Requirement A |
In the DROP TABLE syntax text, which option applies by default when neither RESTRICT nor CASCADE is specified?

Article |
▽

To alter a table definition see alter-table.
Syntax:
DROP TABLE [ IF EXISTS ] [ schema_name '.' ] table_name [ RESTRICT | CASCADE ]
When RESTRICT
or CASCADE
is not specified, RESTRICT
is used by default.
The definitions of the created tables are stored in system tables.
See tables/views: sys.tables,
information_schema.tables,
sys.columns,
information_schema.columns,
information_schema.table_constraints,
sys.statistics,
sys.storage.
To find out which user created tables are defined in your database run query:
SELECT table_schema, table_name, table_type
FROM information_schema.tables
WHERE NOT is_system
AND table_type LIKE '%TABLE'
ORDER BY table_schema, table_name;
or alternatively use query
SELECT *
FROM sys.tables
WHERE NOT system
AND type IN (SELECT table_type_id FROM sys.table_types WHERE table_type_name LIKE '%TABLE')

△

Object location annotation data

▽

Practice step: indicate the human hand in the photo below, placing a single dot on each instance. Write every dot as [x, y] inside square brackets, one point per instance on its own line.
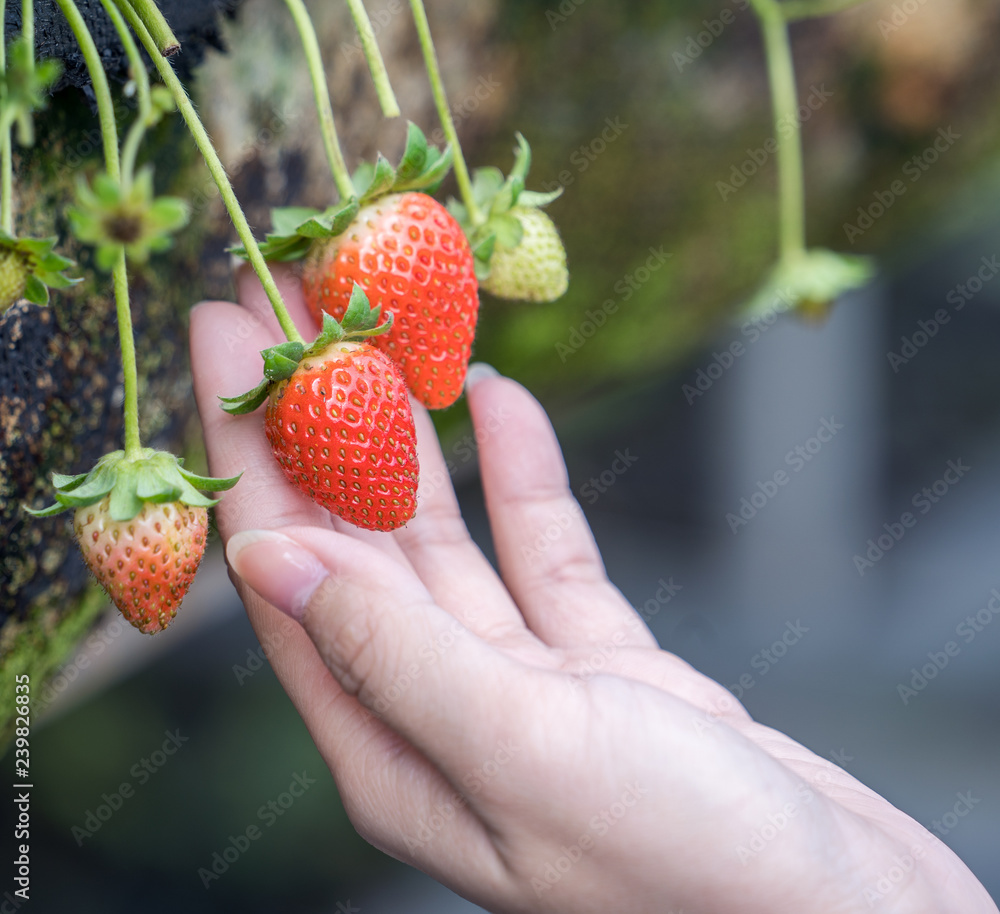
[460, 714]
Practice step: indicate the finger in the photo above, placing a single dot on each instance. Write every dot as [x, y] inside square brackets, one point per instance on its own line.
[546, 551]
[450, 564]
[386, 642]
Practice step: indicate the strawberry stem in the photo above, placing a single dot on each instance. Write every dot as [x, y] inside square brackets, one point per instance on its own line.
[444, 112]
[793, 10]
[109, 136]
[376, 65]
[787, 129]
[215, 167]
[164, 39]
[6, 158]
[130, 373]
[321, 92]
[137, 67]
[28, 29]
[102, 92]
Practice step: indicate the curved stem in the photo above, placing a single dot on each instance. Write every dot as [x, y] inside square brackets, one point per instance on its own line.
[444, 113]
[130, 372]
[130, 148]
[109, 134]
[164, 39]
[787, 128]
[324, 108]
[376, 65]
[6, 159]
[793, 10]
[216, 168]
[102, 92]
[28, 29]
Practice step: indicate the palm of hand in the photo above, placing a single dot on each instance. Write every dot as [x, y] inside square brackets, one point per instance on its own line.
[460, 717]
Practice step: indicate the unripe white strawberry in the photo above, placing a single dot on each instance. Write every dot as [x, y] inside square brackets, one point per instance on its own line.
[535, 270]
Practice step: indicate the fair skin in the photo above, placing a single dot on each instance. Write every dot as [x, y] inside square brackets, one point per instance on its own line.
[520, 736]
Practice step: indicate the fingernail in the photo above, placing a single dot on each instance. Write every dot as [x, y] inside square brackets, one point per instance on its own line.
[479, 371]
[278, 568]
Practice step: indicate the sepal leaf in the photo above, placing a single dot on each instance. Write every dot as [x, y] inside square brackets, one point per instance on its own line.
[153, 476]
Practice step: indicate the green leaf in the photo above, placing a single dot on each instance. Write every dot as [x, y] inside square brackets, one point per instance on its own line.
[508, 229]
[125, 503]
[248, 402]
[210, 483]
[286, 219]
[383, 178]
[35, 290]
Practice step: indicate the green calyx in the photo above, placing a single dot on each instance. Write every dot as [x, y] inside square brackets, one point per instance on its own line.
[295, 228]
[496, 196]
[809, 283]
[153, 476]
[110, 216]
[360, 322]
[33, 261]
[24, 85]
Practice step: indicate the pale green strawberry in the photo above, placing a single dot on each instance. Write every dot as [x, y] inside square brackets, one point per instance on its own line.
[535, 269]
[518, 252]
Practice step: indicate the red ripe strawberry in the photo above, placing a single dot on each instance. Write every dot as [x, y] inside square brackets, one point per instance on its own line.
[412, 258]
[145, 564]
[342, 430]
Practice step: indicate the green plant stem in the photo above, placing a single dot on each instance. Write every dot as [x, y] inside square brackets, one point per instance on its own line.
[133, 139]
[444, 112]
[321, 92]
[109, 135]
[376, 64]
[102, 92]
[793, 10]
[119, 273]
[28, 29]
[6, 158]
[787, 129]
[216, 168]
[164, 39]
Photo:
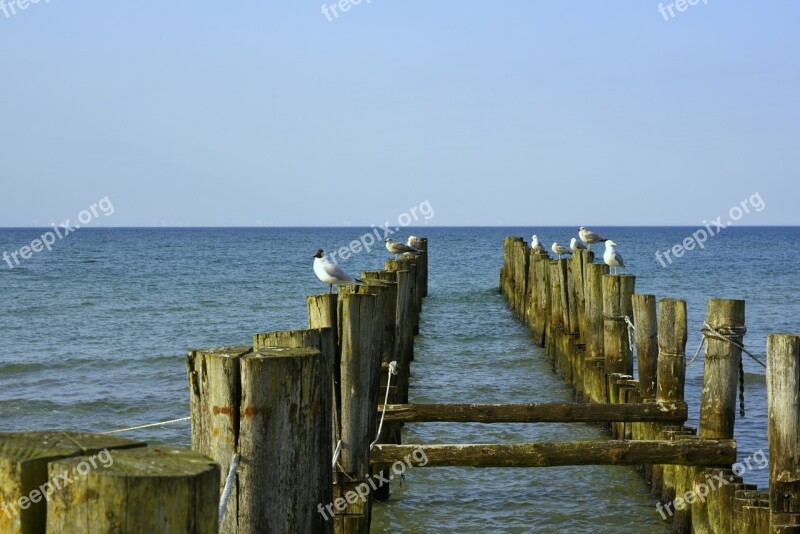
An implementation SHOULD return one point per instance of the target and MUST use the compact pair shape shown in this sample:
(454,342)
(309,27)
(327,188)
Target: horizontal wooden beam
(676,412)
(681,452)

△

Requirement B |
Rewrite the records from the line containing "Practice step: indicate the green calyx" through the end of the records, swapping "Practice step" for "Warm-up step" and keeping everything else unchanged. Leave the pictures out.

Correct output A |
RESTRICT

Correct output B |
Warm-up step: indicate the green calyx in the photo above, placing a single dot on each instance. Write every dot as [x, y] inside square brackets, one point per instance on its own line.
[295, 228]
[496, 196]
[809, 283]
[153, 476]
[110, 216]
[360, 322]
[33, 261]
[24, 85]
Warm-up step: indicate the pale green strawberry in the photo above, placing a single dot on each instance. Write every dot as [x, y] inside square brackets, one point per instance on its own line.
[535, 269]
[518, 252]
Warm-up step: indicate the red ripe strawberry in the photo above, placing a single dot on each instance. Write every dot as [x, y] inside square brackets, one point per instance on its own line.
[412, 258]
[145, 564]
[342, 430]
Warm-up step: indicate the green plant stem in the photo above, placing a single dot on each instance. Write every dot as [x, y] inside square brackets, one point per instance on its own line.
[133, 139]
[444, 112]
[321, 92]
[109, 135]
[376, 64]
[102, 92]
[793, 10]
[119, 273]
[28, 29]
[6, 158]
[787, 129]
[216, 168]
[164, 39]
Photo:
An implementation SHOULD return one point per instance of the target and MUST use the compact pair shape shown in this sample:
(454,342)
(309,27)
(327,188)
Target: horizontal wooden beam
(676,412)
(681,452)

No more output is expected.